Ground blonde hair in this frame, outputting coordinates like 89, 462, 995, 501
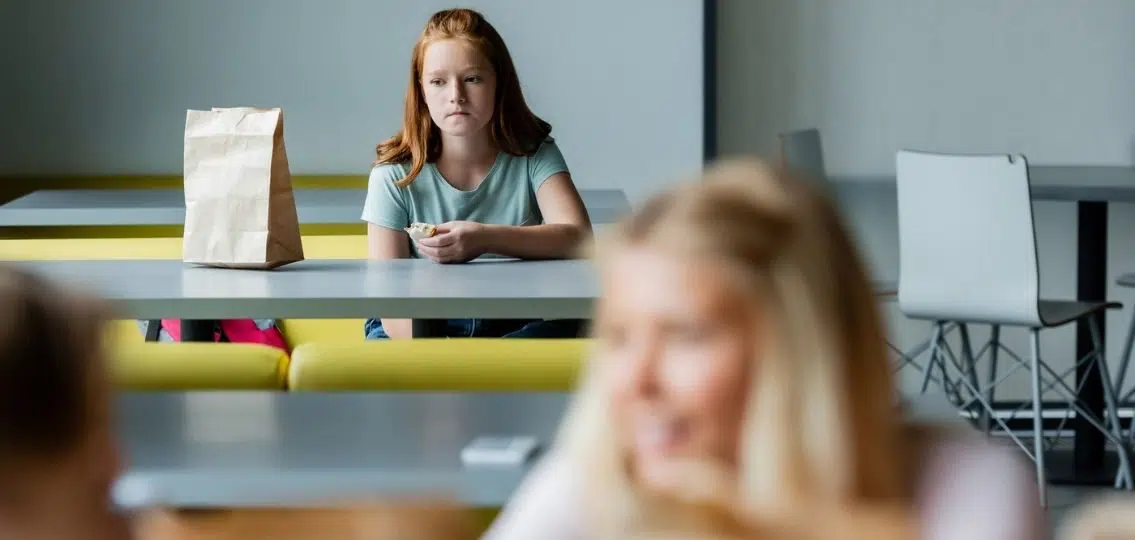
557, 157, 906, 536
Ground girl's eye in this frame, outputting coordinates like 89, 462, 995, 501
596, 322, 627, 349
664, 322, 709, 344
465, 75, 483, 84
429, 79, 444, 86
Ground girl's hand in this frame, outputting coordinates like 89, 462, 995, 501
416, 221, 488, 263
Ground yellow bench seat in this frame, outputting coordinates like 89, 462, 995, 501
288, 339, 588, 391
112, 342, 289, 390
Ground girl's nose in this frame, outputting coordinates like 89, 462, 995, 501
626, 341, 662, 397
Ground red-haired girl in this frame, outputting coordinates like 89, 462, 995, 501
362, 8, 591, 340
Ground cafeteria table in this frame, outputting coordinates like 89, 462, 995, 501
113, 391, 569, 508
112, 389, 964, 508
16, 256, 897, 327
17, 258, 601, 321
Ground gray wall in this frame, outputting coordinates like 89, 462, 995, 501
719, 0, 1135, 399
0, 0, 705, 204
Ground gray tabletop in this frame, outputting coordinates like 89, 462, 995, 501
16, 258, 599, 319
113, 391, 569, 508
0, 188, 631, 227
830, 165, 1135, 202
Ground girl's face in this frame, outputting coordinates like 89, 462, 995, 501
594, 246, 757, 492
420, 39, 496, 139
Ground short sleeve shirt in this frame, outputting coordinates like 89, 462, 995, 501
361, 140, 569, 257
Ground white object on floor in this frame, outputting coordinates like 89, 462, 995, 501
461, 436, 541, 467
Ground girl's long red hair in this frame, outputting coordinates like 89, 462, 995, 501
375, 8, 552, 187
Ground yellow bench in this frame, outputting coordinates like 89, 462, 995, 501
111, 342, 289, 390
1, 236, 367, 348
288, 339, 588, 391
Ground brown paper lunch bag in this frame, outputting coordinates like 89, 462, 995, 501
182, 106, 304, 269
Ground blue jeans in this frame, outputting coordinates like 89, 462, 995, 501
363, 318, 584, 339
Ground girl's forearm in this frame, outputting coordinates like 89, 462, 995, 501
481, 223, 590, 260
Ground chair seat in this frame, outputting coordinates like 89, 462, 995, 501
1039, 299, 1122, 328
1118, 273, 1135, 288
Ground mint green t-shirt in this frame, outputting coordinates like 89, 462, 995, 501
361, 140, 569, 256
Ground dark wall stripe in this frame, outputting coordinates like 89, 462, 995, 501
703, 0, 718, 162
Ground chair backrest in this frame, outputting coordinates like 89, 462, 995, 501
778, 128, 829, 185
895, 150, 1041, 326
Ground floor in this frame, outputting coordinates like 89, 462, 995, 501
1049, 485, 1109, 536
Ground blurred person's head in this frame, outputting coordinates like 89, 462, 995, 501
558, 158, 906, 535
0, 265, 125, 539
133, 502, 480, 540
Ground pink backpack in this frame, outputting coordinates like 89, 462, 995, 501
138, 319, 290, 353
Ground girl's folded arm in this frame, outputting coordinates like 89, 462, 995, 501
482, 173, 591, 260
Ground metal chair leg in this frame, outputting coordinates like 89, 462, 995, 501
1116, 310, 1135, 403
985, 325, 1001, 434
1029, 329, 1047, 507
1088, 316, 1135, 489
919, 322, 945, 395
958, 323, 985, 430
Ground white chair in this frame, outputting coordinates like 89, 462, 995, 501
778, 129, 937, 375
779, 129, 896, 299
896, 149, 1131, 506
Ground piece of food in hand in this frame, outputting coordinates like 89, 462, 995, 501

============

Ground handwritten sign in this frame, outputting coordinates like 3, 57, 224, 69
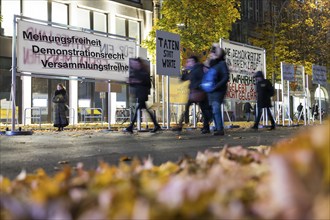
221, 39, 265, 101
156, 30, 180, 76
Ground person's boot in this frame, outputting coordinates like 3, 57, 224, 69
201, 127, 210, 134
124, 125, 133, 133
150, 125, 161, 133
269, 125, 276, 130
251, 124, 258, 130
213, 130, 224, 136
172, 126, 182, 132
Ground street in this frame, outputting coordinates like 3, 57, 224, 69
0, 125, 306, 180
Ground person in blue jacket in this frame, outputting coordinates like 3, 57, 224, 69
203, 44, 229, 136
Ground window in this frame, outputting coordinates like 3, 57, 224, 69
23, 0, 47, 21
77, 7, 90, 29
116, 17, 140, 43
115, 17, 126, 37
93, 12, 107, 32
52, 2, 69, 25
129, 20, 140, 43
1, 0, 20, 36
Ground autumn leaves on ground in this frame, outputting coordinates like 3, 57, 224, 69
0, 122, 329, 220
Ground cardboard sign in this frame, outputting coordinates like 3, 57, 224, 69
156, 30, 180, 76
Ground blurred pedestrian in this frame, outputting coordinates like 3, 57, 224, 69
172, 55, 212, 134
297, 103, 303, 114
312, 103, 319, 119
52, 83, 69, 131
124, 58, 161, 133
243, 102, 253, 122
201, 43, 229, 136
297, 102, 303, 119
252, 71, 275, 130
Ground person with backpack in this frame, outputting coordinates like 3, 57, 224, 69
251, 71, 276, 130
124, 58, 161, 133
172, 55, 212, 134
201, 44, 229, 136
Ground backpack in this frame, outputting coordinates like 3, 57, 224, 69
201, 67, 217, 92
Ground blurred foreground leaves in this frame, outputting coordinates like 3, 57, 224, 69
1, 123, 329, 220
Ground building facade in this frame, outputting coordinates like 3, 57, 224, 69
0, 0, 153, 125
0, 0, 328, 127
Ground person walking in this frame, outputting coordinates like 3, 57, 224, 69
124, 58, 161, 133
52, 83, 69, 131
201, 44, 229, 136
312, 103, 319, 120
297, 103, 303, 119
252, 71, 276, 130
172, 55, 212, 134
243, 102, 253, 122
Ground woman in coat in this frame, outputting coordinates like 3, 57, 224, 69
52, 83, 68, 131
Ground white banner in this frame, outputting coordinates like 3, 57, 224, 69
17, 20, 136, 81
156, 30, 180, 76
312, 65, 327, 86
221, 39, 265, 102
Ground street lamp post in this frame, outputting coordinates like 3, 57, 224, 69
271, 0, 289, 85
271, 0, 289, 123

============

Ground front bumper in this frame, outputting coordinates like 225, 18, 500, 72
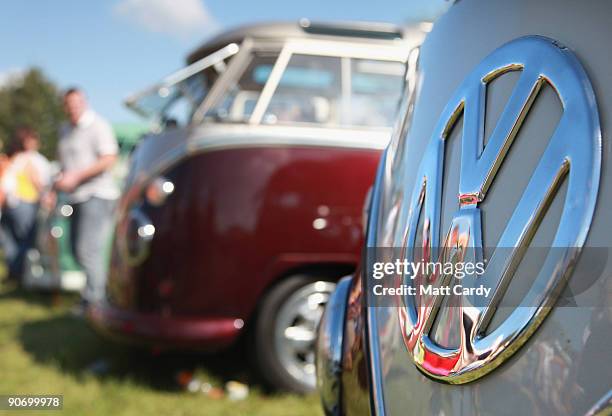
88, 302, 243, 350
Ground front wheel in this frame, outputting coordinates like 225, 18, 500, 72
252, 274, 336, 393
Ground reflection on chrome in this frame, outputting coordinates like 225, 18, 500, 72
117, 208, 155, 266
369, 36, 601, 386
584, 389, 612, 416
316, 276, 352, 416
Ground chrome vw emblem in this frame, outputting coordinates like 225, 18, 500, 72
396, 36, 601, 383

============

Would you print, exactly as written, every line above from the one holding "Ground metal chair" through the one holding "Ground piece of", with both included and no other lines?

▶ RESULT FOR THIS TASK
Ground metal chair leg in this frame, outputting coordinates like 89, 462, 995, 501
1116, 310, 1135, 403
985, 325, 1001, 434
1029, 329, 1047, 507
1088, 316, 1135, 489
919, 322, 945, 395
958, 323, 985, 430
Ground white chair in this frame, outputting coordinates like 89, 462, 995, 501
778, 129, 937, 375
779, 129, 896, 299
896, 149, 1131, 506
Ground piece of food in hand in this frame, outputting coordinates like 89, 462, 995, 501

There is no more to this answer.